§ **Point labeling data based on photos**
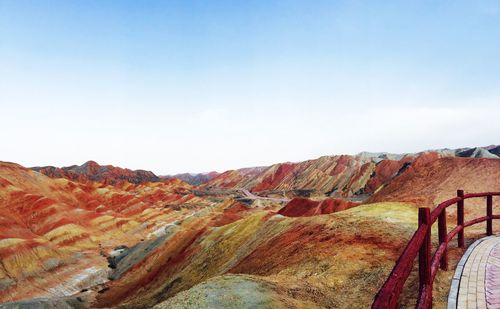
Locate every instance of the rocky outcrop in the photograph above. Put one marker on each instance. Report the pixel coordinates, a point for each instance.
(91, 171)
(193, 179)
(303, 207)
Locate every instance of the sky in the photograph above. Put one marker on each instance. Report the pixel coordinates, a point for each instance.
(196, 86)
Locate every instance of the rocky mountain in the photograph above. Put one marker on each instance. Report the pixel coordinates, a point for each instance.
(91, 171)
(168, 244)
(193, 178)
(336, 176)
(54, 232)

§ **What is expected**
Rewrite every item with each "marker" changed to "dot", keeping everything else the same. Leave out the pictures.

§ **Problem solution**
Locate every instance of the rocky outcrop in the photograph above. Put one dot on each instance. Report the pixel coordinates, a point for each instance.
(91, 171)
(193, 179)
(303, 207)
Locate every instance of the sky in the photograph above. Put one dot on each instance. Report the pixel coordinates, a point for each instance.
(196, 86)
Locate every instance of the rocky mountain in the photograph above. Put one dot on each instance. Report the pixel coordinates, a point for each instance.
(91, 171)
(168, 244)
(193, 178)
(336, 176)
(54, 232)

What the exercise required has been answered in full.